> _DIRECTIVE_: Return each entry exactly, omitting nothing.

> _LISTED RECORDS_:
================

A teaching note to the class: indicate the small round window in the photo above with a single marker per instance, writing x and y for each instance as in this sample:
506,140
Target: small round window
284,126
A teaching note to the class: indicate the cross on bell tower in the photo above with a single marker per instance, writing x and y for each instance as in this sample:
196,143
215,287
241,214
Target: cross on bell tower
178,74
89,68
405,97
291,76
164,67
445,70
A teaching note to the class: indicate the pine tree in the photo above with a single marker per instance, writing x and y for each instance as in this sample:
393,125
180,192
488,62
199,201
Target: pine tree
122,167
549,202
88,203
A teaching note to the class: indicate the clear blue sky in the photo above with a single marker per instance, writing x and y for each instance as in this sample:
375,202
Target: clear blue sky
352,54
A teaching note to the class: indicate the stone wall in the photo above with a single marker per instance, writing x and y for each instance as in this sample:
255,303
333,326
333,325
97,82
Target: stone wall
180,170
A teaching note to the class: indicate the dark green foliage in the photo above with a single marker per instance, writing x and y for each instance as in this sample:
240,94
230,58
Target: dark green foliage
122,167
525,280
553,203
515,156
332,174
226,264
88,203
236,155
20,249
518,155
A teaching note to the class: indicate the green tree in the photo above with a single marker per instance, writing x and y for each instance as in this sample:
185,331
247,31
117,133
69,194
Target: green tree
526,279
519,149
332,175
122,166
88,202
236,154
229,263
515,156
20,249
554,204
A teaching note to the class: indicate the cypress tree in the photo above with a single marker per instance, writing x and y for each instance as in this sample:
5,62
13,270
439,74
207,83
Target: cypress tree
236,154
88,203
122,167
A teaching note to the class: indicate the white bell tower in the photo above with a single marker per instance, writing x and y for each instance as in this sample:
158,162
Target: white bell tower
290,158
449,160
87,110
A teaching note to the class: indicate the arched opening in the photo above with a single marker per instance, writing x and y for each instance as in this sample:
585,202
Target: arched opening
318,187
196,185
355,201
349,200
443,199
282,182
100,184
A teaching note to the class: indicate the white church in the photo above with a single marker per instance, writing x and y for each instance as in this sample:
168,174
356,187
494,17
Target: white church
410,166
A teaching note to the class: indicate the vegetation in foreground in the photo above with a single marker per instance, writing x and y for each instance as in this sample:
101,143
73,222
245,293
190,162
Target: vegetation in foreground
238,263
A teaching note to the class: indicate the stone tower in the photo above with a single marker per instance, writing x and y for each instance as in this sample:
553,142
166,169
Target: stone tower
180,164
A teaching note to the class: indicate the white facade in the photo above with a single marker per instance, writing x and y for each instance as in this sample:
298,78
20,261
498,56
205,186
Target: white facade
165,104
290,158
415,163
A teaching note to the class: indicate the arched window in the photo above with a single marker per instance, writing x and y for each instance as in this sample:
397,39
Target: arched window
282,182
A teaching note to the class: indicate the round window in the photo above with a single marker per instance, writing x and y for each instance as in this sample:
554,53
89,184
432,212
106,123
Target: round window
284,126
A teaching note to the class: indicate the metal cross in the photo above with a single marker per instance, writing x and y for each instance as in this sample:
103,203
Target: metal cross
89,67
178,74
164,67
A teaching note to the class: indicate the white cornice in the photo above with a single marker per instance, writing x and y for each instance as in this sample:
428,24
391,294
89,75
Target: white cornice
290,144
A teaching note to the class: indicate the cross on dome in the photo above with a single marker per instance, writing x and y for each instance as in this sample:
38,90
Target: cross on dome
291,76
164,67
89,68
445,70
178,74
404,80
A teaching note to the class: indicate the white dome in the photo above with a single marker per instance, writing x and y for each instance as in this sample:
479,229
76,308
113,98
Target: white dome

================

> _RESPONSE TO THE TASK_:
A teaching note to the class: indicate the small round window in the photo above with a single marker per instance, writing x and y for each instance as in this sample:
506,140
Target: small round window
284,126
A teaching note to the class: indicate the cross on bell tower in the photo above with a single marker per instance, writing x and y for each instance as in this sample:
196,143
215,287
241,214
Target: cross on bell tower
178,74
89,68
405,97
291,76
164,67
445,70
A teaching note to the class: indicate the pine tree in the photo above with a single marker per instance, writing x and y for each instance as in this sample:
393,125
180,192
488,62
199,201
Target: pine tree
122,167
549,202
88,203
A teaching note to the class: indicate the clear blue sky in the photo above with a single marker per instance, writing x and y for each instance as in this sample:
375,202
Target: clear blue sky
352,54
A teaching note to the class: indicate the stone wall in the photo above with a single marker per instance, writing x and y for each instance as in this sample:
255,303
333,326
333,325
97,82
Target: stone wall
180,170
A teaching note to the class: indicate the dark green foliage in the photo above with a single marker per instance, writing x and y for each instance as in this sample:
240,94
230,58
Target: dark green foliage
122,167
525,280
553,203
515,156
332,174
226,264
88,203
236,155
20,249
518,155
A teaching note to the class: indicate the green tree in the photo above with a single marker per instance, writing x and y for each instance as in this sample:
185,331
247,31
117,133
69,194
Target: green tree
526,279
519,149
332,175
122,166
88,202
236,154
229,263
515,156
20,249
554,204
A teaching note to the class: indicate the cypress tree in the photo above with a single marker per instance, writing x and y for each instance as in this sample:
5,62
13,270
439,74
207,83
Target: cypress tree
236,154
88,203
122,167
A teaching note to the class: indicate the white bell tower in the photo above with a single marker per instance, writing x and y for each instance as in this sample:
158,162
Target: white bell tower
290,158
449,160
87,110
A teaching note to the class: indicate the arched opening in the photo above with a single marker per instance, writing x and y for each instance as in this sample:
585,202
Target: arched opening
318,187
196,185
355,201
349,200
443,199
282,182
100,184
A teaching note to the class: indicate the white church in the photo above with a single marker per instance, writing x and y for each instance as in this sample:
168,174
356,187
494,17
Target: white church
410,166
A teaching note to the class: indicate the vegetation in foreground in the photo above with a single marker per instance, writing x and y for each instance as in this sample:
101,143
73,222
245,293
190,162
Target: vegetation in foreground
238,263
A teaching note to the class: indicate the stone tower in the photo above with a single marker per instance, writing x and y for each instance as in this sample:
553,142
166,169
Target: stone tower
180,164
A teaching note to the class: indicate the white facade in the photo above with a single marker per instance, writing x and y for each instance as in this sample:
298,78
20,261
498,56
205,186
Target: white facade
165,104
290,158
415,163
A teaching note to the class: indicate the arched window in the photo above with a single marker per instance, writing x and y for each instance as in this sample:
397,39
Target: arched window
282,182
A teaching note to the class: indicate the round window in the photo above with a single marker per instance, writing x and y for each instance as in this sample:
554,53
89,184
432,212
106,123
Target: round window
284,126
A teaching note to the class: indicate the metal cross in the photo above with a single marker per instance, writing x and y for each instance as in this sample:
103,203
Target: metal cross
89,67
178,74
164,67
A teaching note to the class: indicate the white cornice in the photo above with a single marker per instance, writing x and y for each instance as in this sample:
428,24
391,294
89,75
Target: white cornice
290,144
A teaching note to the class: indicate the cross on dome in the photo above with a single marker per instance, writing x and y for each instance as in this sample:
38,90
Target: cross on dome
291,76
164,67
89,68
445,70
178,74
404,80
A teaching note to the class: indicate the white dome in the photo above with a single marker per instance, writing x and y for each instance as in this sample:
479,229
76,308
113,98
Target: white dome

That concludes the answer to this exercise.